= Set exercise =
Copy out all of the material below word for word, leaving the pictures out.
----- Stored rows -----
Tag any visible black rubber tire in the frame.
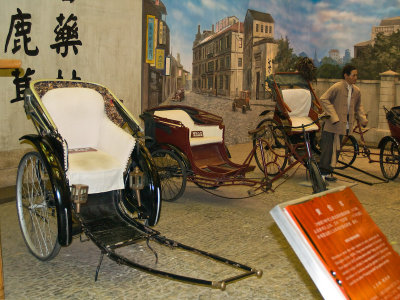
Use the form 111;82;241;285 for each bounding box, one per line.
121;145;161;226
379;139;400;180
151;149;187;202
253;119;288;176
336;135;358;170
308;159;326;194
17;152;61;261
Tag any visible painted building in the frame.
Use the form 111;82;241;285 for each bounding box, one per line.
192;17;243;98
243;9;278;99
-----
= Reply =
Tag any visible black rubber tire in the frame.
Use the form 111;82;241;285 for each bounding box, one per line.
121;145;161;226
379;139;400;180
151;149;187;202
253;119;288;176
336;135;358;170
308;159;326;194
17;152;61;261
Tag any visible painted building in the frame.
Use the form 111;82;241;285 for each bounding box, one per line.
192;17;243;98
243;9;278;99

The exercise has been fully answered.